_FRAGMENTO DEL TEXTO_
┄┄┄┄┄┄

El río, de Ana María Matute
(Clásicos para regalar esta Navidad, 1)

El río, editado por Nórdica, con ilustraciones de Raquel Marín

Con diecisiete años descubrí a Ana María Matute y ya no paré de leerla. Lo mío fue, qué duda cabe, un flechazo literario en toda regla. Su Fiesta al noroeste, que es el primer título que leí de ella, me pareció hermoso y triste, como una tarde de invierno. Era un libro con una voz muy personal y estaba escrito con brío y un portentoso lirismo que invitaba a seguir conociendo a su autora. Y es lo que hice. Me compré y devoré casi todas sus novelas: la luminosa Primera memoria, la desbordante Los hijos muertos, la laberíntica Los soldados lloran de noche, la existencialista La trampa, la magistral La torre vigía; también sus volúmenes de cuentos (Algunos muchachos, Los niños tontos...), mitad ternura y mitad crueldad, como la vida misma, y en los que los niños eran retratados con idéntica complejidad que los adultos y no como pequeños idiotas.

┄┄┄┄┄┄

Entradas de datos guardadas

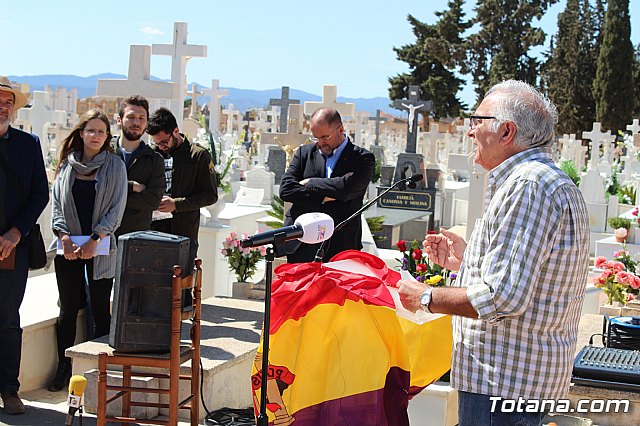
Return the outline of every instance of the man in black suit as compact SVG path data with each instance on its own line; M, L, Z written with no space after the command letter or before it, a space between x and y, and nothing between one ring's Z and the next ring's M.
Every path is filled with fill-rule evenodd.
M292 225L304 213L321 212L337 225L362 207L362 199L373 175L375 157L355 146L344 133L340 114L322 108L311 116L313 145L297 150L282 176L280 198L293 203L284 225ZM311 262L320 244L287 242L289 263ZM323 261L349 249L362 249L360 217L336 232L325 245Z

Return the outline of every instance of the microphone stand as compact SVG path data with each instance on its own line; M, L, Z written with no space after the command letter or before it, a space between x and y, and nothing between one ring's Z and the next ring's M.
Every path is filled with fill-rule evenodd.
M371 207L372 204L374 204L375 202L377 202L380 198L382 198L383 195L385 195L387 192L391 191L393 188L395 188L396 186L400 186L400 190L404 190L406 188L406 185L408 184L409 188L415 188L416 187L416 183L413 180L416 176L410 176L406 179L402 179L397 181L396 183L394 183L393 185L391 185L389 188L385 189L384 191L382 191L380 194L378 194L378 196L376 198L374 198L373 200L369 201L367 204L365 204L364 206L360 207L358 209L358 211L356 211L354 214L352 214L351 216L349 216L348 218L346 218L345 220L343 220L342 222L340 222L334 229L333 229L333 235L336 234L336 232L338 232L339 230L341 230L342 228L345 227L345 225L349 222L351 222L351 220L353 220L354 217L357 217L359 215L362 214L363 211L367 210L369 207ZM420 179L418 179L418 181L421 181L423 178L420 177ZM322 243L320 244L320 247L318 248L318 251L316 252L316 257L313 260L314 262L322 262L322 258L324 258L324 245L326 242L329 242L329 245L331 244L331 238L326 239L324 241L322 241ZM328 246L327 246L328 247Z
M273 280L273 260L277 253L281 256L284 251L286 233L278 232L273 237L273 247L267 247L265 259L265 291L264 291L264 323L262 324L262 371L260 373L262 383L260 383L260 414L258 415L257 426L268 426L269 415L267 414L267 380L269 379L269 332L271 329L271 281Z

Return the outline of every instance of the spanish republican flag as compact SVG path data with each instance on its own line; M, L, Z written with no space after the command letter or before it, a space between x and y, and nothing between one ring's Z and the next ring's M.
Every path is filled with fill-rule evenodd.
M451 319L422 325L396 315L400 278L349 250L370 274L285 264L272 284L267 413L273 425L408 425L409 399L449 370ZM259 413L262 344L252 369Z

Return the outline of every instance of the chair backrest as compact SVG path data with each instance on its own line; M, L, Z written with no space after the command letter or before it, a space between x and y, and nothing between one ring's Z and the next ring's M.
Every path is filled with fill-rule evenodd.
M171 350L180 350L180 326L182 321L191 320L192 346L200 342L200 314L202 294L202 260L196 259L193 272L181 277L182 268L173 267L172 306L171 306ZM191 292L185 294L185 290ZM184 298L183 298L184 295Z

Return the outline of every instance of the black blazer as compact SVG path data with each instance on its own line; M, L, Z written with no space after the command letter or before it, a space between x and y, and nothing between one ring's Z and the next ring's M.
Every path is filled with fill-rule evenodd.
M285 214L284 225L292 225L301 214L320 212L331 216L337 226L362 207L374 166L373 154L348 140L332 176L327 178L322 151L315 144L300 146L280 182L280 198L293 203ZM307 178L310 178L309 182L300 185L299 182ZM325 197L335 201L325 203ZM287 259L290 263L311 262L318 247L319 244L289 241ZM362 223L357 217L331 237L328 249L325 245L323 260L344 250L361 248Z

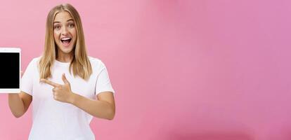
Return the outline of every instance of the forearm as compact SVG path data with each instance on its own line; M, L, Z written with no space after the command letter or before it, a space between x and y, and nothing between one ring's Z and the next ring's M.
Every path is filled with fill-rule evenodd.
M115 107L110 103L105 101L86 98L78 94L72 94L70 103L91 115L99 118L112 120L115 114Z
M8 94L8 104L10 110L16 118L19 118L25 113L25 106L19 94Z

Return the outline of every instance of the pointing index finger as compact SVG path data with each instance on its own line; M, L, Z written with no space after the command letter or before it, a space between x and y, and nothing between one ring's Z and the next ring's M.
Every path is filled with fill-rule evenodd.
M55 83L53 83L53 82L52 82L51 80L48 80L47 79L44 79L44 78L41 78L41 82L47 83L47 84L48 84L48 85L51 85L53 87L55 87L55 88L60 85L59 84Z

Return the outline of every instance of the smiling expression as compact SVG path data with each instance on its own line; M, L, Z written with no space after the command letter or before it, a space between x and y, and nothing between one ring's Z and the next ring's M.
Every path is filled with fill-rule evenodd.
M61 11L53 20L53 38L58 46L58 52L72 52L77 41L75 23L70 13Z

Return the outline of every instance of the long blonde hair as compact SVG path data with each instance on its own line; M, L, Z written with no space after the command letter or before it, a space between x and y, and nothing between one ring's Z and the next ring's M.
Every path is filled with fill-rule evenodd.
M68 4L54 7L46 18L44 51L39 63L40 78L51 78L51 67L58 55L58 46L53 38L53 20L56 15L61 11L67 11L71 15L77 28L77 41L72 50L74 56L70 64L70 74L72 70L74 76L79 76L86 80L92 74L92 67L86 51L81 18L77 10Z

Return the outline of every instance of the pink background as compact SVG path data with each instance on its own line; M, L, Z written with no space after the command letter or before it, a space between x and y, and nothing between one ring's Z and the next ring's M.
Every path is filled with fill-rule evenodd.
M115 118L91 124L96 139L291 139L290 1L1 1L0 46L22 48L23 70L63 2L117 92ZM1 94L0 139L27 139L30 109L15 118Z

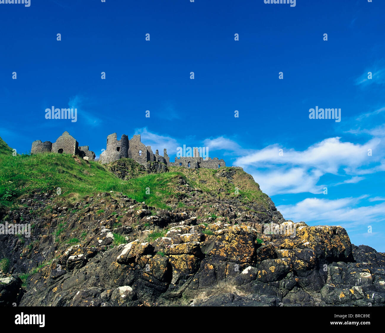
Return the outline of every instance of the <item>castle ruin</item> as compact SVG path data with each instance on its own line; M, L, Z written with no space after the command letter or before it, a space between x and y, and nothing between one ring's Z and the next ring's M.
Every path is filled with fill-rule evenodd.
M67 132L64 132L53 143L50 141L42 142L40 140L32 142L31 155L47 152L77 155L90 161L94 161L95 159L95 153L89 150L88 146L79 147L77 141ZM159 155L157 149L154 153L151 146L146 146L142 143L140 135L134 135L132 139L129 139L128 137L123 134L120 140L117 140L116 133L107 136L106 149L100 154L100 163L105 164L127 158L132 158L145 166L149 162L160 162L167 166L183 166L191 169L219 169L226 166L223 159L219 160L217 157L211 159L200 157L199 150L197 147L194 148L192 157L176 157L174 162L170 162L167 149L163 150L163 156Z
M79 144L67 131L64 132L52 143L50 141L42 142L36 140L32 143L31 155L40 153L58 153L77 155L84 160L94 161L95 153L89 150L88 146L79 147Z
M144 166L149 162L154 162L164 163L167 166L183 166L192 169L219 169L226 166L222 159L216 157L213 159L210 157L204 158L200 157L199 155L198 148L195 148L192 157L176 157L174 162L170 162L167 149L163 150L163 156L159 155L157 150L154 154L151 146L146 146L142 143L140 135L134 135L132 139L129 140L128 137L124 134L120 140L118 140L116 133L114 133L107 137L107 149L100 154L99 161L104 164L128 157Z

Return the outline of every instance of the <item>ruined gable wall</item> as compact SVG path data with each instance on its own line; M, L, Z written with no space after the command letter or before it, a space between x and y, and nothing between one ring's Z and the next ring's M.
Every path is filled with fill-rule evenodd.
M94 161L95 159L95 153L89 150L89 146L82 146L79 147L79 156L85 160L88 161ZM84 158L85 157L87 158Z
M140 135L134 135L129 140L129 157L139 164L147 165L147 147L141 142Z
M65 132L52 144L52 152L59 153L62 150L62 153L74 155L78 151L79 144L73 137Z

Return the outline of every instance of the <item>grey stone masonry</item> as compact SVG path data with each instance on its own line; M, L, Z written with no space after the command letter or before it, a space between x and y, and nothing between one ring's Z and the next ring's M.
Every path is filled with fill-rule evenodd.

┄┄┄┄┄┄

Devuelve, por favor, la parte del texto sobre Ana María Matute que empieza con las palabras que contienen "Con diecisiete años" y termina con "como pequeños idiotas.". Los ítems no guardan relación con el texto sobre Ana María Matute.

_SOLUCIÓN DE LA TAREA_
Con diecisiete años descubrí a Ana María Matute y ya no paré de leerla. Lo mío fue, qué duda cabe, un flechazo literario en toda regla. Su Fiesta al noroeste, que es el primer título que leí de ella, me pareció hermoso y triste, como una tarde de invierno. Era un libro con una voz muy personal y estaba escrito con brío y un portentoso lirismo que invitaba a seguir conociendo a su autora. Y es lo que hice. Me compré y devoré casi todas sus novelas: la luminosa Primera memoria, la desbordante Los hijos muertos, la laberíntica Los soldados lloran de noche, la existencialista La trampa, la magistral La torre vigía; también sus volúmenes de cuentos (Algunos muchachos, Los niños tontos...), mitad ternura y mitad crueldad, como la vida misma, y en los que los niños eran retratados con idéntica complejidad que los adultos y no como pequeños idiotas.